* **PROMPT**
Repeat the data below exactly, dropping any pictures it holds.

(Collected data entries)

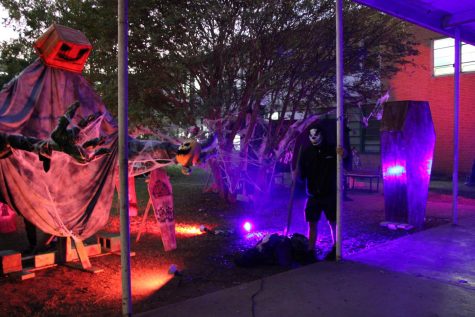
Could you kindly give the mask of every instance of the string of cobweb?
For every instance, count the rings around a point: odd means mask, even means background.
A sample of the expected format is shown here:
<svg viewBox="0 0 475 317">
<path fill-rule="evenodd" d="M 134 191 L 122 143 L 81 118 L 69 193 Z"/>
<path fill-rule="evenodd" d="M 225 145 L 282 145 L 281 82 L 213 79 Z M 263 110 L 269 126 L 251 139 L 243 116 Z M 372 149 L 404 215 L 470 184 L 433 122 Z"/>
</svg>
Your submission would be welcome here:
<svg viewBox="0 0 475 317">
<path fill-rule="evenodd" d="M 249 146 L 249 149 L 256 154 L 254 148 Z M 224 151 L 220 147 L 217 148 L 216 159 L 219 162 L 220 169 L 225 176 L 224 178 L 230 193 L 236 193 L 240 184 L 243 184 L 243 187 L 244 184 L 249 184 L 257 190 L 261 190 L 261 187 L 255 181 L 253 181 L 251 177 L 249 177 L 246 169 L 240 168 L 242 167 L 244 160 L 246 160 L 247 165 L 257 167 L 258 169 L 263 168 L 264 164 L 262 164 L 258 159 L 249 158 L 249 155 L 246 159 L 241 157 L 240 152 L 238 151 L 228 152 Z"/>
<path fill-rule="evenodd" d="M 176 163 L 175 159 L 173 157 L 169 157 L 166 151 L 157 153 L 157 151 L 154 151 L 153 149 L 157 146 L 157 144 L 165 142 L 179 145 L 183 142 L 183 139 L 170 136 L 159 129 L 152 129 L 144 126 L 136 126 L 130 135 L 134 137 L 137 142 L 142 143 L 143 149 L 134 155 L 133 159 L 131 159 L 129 156 L 129 177 L 145 174 L 153 171 L 154 169 L 166 167 Z M 139 135 L 148 135 L 153 139 L 139 140 Z"/>
<path fill-rule="evenodd" d="M 361 112 L 361 123 L 364 125 L 365 128 L 368 127 L 368 123 L 371 118 L 374 117 L 376 120 L 381 120 L 383 118 L 383 105 L 386 101 L 388 101 L 388 99 L 389 99 L 389 90 L 386 91 L 386 93 L 381 98 L 376 100 L 376 104 L 368 116 L 364 115 L 361 104 L 358 103 L 358 108 L 360 109 L 360 112 Z"/>
<path fill-rule="evenodd" d="M 54 225 L 56 226 L 54 229 L 56 232 L 59 233 L 58 236 L 71 237 L 74 241 L 82 241 L 82 239 L 79 238 L 79 236 L 77 236 L 72 230 L 69 230 L 68 227 L 61 220 L 61 216 L 58 212 L 58 209 L 56 208 L 55 199 L 51 195 L 51 192 L 48 189 L 48 185 L 44 181 L 41 181 L 41 183 L 44 186 L 45 193 L 47 194 L 49 201 L 51 202 L 49 204 L 51 208 L 48 208 L 48 211 L 49 214 L 52 216 Z M 41 216 L 41 214 L 39 213 L 38 215 Z"/>
</svg>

* **TASK SOLUTION**
Could you kindly give the mask of every instance of the string of cobweb?
For every instance, count the rings around a point: odd means mask, even means background.
A sample of the expected format is shown here:
<svg viewBox="0 0 475 317">
<path fill-rule="evenodd" d="M 134 191 L 122 143 L 81 118 L 69 193 Z"/>
<path fill-rule="evenodd" d="M 225 145 L 282 145 L 281 82 L 213 79 Z M 263 110 L 269 126 L 251 139 L 243 116 Z M 372 149 L 404 215 L 470 184 L 433 122 Z"/>
</svg>
Your submission would be welcome here:
<svg viewBox="0 0 475 317">
<path fill-rule="evenodd" d="M 249 146 L 249 149 L 256 154 L 254 148 Z M 224 151 L 220 147 L 217 148 L 216 159 L 219 162 L 220 169 L 225 176 L 224 178 L 230 193 L 236 193 L 240 184 L 243 184 L 243 187 L 244 184 L 249 184 L 257 190 L 261 190 L 261 187 L 255 181 L 253 181 L 251 177 L 249 177 L 246 169 L 240 168 L 242 167 L 244 160 L 246 160 L 247 165 L 257 167 L 258 169 L 263 168 L 264 164 L 262 164 L 258 159 L 249 158 L 249 155 L 246 159 L 241 157 L 240 152 L 238 151 L 228 152 Z"/>
<path fill-rule="evenodd" d="M 176 163 L 175 159 L 173 157 L 169 157 L 166 151 L 157 153 L 157 151 L 154 151 L 153 149 L 157 146 L 157 144 L 165 142 L 179 145 L 183 142 L 183 139 L 170 136 L 159 129 L 152 129 L 144 126 L 136 126 L 130 135 L 134 137 L 137 142 L 142 143 L 143 149 L 134 155 L 133 159 L 131 159 L 129 156 L 129 177 L 145 174 L 153 171 L 154 169 L 166 167 Z M 139 135 L 148 135 L 153 139 L 139 140 Z"/>
<path fill-rule="evenodd" d="M 361 112 L 361 123 L 364 125 L 365 128 L 368 127 L 368 123 L 371 118 L 374 117 L 376 120 L 381 120 L 383 118 L 383 105 L 386 101 L 388 101 L 388 99 L 389 99 L 389 90 L 386 91 L 386 93 L 381 98 L 376 100 L 376 104 L 368 116 L 364 115 L 361 104 L 358 103 L 358 108 L 360 109 L 360 112 Z"/>
<path fill-rule="evenodd" d="M 54 225 L 56 226 L 54 229 L 56 232 L 59 233 L 58 236 L 71 237 L 74 241 L 82 241 L 82 239 L 79 238 L 79 236 L 77 236 L 72 230 L 69 230 L 68 227 L 61 220 L 61 216 L 58 212 L 58 209 L 56 208 L 55 199 L 51 195 L 51 192 L 48 189 L 48 185 L 44 181 L 41 181 L 41 183 L 44 186 L 45 193 L 47 194 L 49 201 L 51 202 L 49 204 L 51 208 L 48 208 L 48 211 L 49 214 L 52 216 Z M 41 216 L 41 214 L 39 213 L 38 215 Z"/>
</svg>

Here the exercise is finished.